__Required work__
(1) In the forum post about superhero RPG art, how many characters does the current tally for the RPG Day session reach?
(2) Rewrite the forum post about superhero RPG art, giving everything from "I made some" down to "for this event.", with "store" replaced by "shop".
(3) Take the forum post about superhero RPG art further, starting after its last line.

__Document section__
Begin

I made some pictures, and wanted to post them somewhere, but then it occurred to me that I'm not part of any forums anymore with an art section. So, I wandered back over here to inflict them on you folks. :P

The setup, in a nutshell: I'm running a homebrew superhero RPG at my local store with a small group of my friends. The store is having an event called "RPG Day", where they invite DMs to run an open game for people to drop into, to give players a taste of different game systems and DMing styles. I've volunteered to run my system, "Capes and Tights", for this event.

When I run my games, I make custom art for all the characters. The RPG Day session is no exception-- I'm doing art for every single character who'll show up in the story, the current tally of which is at 24. Ordinarily this wouldn't be a huge deal, but I only had four days in my schedule to get it all done. Soooo... I prioritized the art into "essential" and "nice-to-have", and started working. I budgeted 60-90 minutes for a random goon, and 120-150 for heroes and main villains. I wasn't going for display-quality art at all, as this is all getting printed out into 2"-tall standees; any super detailing will be quite invisible.

Here's what I came up with after my first blitz. I'll run through the bare bones of the story as I go so the various characters make sense... sorry if the writing's terrible, I'm trying to burn through this quickly so I can get to bed. :D


These are the heroes for the session I'm running. From left to right:

  • Pillar: Turns his body to salt.

End

(Entries with labeled area outlines)
Begin

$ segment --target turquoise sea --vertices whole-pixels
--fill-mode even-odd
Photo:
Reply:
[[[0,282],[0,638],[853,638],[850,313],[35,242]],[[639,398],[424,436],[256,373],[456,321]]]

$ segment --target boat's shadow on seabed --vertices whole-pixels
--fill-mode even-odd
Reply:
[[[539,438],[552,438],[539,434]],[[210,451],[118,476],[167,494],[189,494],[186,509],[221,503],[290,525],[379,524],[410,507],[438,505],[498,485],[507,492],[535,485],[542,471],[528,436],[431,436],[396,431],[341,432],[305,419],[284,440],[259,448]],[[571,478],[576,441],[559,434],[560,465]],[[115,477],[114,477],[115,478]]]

End

__Outputs in order__
(1) 24

(2)
I made some pictures, and wanted to post them somewhere, but then it occurred to me that I'm not part of any forums anymore with an art section. So, I wandered back over here to inflict them on you folks. :P

The setup, in a nutshell: I'm running a homebrew superhero RPG at my local shop with a small group of my friends. The shop is having an event called "RPG Day", where they invite DMs to run an open game for people to drop into, to give players a taste of different game systems and DMing styles. I've volunteered to run my system, "Capes and Tights", for this event.

(3)
  • Rampant: Martial arts fighter, drains life energy from foes.
  • Terramite: Body transforms into magma, with a hard rock shell.
  • Athena: Tech girl. Not pictured: her robot owl, Glaukopis.
  • Vector: Telekinetic.
  • Ember: 13-year-old kid kidnapped by a supervillain and experimented on. Her body was destroyed, and she became an energy being.


These guys are a gang called Ascension. They're the first baddies the heroes encounter, as the heroes have been trying to find out for months who Ascension are shipping a particular drug to to get it out of the city. They modify their bodies with circuitry that lets them take that drug, called Aloft, which temporarily grants superpowers (without the tech, you still get the powers, but it kills you in about ten minutes). Higher ranking guys get more of the tech (which they make look like tribal marks).

I did a really blatant head swap here because I needed different elemental guys for the fight I have planned. Ordinarily I'd have done a full new figure for each, but time was a-wastin'!


Pursuing Ascension leads them to a group of assassins. On the left is Ananke, the world's deadliest assassin. She can teleport nearly unlimited distances, though her aim sucks at distance unless she has a teleport beacon to home in on. That's where her goons, the Moiraie, come in. They use a technological version of her teleportation (much more limited than her natural power) to infiltrate and "summon" their boss, who likes to handle the finishing stroke for all contracts personally.


The heroes find the assassins' next target, a Venezuelan businessman named Oliver Gar?a. They go to save him, but when they get there, the assassins attack-- and Gar?a defends himself quite handily. You see, he's actually the supervillain El Terrateniente ("The Landowner")! The heroes then have to fight off TWO groups of bad guys at the same time...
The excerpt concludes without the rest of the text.